**Exercise:** Find every line in the records below that contains the word "missed", and copy each of those lines in full.

**Recorded information:**
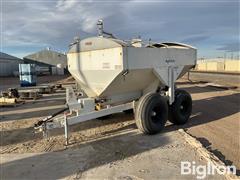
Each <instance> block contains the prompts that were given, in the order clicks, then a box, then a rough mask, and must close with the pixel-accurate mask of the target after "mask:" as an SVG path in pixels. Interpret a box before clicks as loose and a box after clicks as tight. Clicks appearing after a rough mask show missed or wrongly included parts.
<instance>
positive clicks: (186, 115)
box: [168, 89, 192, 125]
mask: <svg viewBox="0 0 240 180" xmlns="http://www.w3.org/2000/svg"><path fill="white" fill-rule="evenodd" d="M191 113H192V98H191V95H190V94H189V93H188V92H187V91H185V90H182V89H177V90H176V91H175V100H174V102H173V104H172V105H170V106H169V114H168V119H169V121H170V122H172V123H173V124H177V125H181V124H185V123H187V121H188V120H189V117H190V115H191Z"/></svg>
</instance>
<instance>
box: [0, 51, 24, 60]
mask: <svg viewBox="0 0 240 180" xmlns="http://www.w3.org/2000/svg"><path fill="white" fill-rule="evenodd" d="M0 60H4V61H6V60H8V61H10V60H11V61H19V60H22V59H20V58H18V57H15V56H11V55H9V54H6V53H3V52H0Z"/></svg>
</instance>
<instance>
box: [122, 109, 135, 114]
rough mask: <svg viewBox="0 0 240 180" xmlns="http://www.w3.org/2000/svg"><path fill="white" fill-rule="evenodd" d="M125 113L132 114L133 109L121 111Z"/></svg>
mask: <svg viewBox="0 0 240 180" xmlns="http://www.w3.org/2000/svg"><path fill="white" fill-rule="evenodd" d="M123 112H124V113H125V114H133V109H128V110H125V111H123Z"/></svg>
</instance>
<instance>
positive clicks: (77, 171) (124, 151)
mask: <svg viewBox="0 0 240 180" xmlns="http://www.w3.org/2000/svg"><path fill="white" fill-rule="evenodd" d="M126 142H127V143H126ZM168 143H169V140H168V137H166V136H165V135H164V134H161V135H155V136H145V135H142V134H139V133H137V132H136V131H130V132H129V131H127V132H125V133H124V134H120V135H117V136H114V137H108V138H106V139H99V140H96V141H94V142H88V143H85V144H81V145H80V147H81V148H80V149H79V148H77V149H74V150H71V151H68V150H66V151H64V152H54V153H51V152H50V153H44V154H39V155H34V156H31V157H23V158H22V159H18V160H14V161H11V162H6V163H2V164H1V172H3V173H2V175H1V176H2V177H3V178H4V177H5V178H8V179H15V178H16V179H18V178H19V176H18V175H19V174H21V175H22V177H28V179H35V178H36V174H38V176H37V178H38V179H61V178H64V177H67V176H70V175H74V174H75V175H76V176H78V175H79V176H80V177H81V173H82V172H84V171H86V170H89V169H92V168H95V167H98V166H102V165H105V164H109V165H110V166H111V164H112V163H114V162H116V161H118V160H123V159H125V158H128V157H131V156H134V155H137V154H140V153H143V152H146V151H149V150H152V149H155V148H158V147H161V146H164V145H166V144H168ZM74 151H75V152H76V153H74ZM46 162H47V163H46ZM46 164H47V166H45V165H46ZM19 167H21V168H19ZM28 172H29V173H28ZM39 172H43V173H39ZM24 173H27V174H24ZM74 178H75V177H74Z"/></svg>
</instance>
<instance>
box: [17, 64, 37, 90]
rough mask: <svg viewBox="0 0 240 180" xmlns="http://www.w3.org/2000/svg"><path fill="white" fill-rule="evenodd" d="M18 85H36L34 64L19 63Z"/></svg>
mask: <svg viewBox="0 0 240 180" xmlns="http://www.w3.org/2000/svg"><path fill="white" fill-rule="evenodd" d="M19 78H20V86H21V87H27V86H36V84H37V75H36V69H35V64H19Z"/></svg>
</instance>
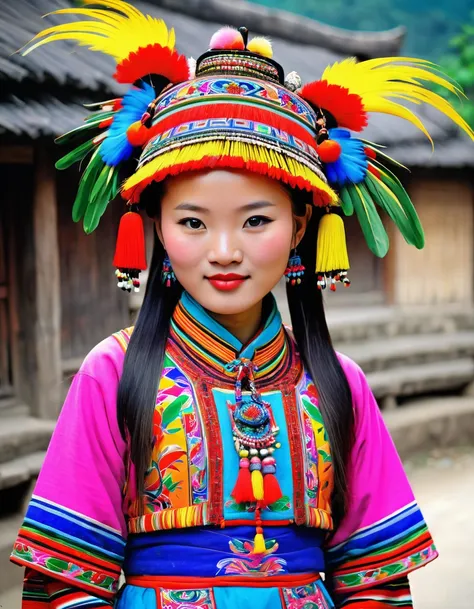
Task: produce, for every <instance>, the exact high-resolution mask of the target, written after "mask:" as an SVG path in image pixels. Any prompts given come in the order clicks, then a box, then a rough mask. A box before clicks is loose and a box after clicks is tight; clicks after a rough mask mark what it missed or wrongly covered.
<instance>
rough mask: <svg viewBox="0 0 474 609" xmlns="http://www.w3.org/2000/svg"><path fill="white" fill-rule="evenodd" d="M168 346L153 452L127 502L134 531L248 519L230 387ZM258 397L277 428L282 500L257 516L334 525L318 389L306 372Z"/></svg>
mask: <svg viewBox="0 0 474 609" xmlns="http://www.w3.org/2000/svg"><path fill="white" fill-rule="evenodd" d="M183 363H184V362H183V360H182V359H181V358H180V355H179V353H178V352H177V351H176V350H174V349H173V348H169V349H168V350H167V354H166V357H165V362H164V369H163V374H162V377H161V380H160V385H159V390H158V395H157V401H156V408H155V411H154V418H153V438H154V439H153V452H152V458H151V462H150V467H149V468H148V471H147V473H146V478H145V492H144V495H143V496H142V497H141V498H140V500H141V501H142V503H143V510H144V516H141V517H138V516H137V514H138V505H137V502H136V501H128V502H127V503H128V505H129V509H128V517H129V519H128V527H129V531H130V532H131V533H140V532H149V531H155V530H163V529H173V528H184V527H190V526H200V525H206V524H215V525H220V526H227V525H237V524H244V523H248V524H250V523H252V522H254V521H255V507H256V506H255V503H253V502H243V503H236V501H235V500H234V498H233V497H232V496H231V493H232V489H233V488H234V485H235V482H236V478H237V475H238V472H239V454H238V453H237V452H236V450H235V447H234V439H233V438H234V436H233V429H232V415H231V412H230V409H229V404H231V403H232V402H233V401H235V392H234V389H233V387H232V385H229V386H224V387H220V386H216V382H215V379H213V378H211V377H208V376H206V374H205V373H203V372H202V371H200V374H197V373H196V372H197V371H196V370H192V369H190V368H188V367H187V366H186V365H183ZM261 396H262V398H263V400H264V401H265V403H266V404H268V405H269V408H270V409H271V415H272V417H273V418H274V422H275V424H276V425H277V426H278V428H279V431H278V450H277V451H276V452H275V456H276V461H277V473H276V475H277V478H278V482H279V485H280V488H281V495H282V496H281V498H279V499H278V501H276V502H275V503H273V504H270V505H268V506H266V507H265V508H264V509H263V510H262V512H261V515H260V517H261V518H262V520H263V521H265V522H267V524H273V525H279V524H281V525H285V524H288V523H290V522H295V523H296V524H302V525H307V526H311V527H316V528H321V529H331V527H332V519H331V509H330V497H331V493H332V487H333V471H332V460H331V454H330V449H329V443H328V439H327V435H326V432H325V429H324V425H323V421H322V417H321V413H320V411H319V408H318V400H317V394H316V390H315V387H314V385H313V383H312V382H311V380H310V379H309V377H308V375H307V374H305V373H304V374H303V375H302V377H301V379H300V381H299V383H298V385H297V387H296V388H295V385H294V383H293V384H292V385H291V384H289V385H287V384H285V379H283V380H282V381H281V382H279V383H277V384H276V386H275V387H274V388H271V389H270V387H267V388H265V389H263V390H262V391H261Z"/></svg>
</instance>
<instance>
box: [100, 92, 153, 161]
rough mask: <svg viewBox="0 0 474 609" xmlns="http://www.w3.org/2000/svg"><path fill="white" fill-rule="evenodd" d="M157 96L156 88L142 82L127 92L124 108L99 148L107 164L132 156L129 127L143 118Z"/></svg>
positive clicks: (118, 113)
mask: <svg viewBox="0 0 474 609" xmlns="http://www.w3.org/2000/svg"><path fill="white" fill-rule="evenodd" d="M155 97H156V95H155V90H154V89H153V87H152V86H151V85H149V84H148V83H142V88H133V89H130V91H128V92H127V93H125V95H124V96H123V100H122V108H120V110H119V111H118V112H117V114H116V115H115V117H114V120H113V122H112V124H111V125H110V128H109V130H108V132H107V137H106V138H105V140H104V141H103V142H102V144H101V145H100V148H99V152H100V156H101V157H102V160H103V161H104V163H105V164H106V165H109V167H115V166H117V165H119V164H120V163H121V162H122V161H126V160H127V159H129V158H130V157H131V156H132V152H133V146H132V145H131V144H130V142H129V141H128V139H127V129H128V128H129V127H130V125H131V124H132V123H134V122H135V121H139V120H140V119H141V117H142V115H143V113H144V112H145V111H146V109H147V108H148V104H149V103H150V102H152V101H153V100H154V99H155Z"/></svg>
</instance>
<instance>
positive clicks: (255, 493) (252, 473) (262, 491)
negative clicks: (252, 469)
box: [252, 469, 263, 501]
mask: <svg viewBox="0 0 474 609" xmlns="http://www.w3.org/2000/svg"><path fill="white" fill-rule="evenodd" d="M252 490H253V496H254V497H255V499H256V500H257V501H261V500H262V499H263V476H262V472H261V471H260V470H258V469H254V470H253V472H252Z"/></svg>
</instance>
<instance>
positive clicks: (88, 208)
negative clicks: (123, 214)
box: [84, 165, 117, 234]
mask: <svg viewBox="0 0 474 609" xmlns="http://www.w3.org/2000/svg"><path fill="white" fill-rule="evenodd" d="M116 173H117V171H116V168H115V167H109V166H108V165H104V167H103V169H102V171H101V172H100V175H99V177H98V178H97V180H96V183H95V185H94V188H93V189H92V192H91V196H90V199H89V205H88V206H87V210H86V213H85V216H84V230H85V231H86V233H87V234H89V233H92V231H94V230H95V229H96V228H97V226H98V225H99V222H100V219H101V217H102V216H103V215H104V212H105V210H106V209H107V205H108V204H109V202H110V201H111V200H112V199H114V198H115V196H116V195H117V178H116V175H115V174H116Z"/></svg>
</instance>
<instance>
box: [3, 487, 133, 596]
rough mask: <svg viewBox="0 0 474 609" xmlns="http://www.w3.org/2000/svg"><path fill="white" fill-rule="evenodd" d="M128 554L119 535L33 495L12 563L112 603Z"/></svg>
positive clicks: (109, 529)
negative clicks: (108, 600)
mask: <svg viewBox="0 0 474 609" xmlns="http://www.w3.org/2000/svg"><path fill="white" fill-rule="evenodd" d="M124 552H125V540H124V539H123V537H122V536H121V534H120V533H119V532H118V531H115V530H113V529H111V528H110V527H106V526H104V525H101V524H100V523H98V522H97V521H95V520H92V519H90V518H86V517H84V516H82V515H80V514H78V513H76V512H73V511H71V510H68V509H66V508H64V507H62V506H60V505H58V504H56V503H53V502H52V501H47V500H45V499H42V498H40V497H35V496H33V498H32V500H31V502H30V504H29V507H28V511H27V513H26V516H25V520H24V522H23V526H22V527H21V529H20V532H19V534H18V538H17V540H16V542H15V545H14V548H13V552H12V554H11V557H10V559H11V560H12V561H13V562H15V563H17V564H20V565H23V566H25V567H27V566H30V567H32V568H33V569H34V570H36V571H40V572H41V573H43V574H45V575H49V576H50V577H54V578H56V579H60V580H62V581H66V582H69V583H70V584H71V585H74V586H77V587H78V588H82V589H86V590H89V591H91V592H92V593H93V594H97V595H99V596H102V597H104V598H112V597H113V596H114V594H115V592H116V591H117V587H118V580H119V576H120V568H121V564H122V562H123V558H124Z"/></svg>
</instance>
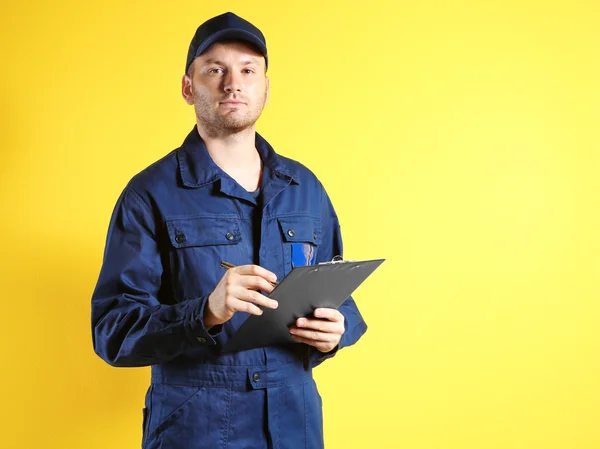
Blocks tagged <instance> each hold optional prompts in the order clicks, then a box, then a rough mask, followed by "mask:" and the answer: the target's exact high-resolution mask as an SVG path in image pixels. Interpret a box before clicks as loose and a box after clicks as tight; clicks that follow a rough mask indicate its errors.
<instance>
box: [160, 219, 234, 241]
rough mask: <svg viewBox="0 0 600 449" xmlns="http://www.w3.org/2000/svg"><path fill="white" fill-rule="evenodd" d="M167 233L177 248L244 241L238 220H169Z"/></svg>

**Task solution:**
Each <instance> block contains the prompts that were given, in the order clicks, then a box, then a rough mask, and must close with the pixel-accurate mask of the target after "mask:" as an SVG path in pixels. Interpret a box before clicks as loose and a box after clicks as tight. Clicks appearing after a rough mask show missed or wrongly included parts.
Task: produce, for every <instance>, the exact high-resolution mask of the target, written after "mask:" as an SVG path in image pixels. Any prompts given come in the order clicks, then a box, then a rough mask. A box before clicks is loose and a box after clicks is tight; clicks after a rough mask mark what it missed or wrongly covered.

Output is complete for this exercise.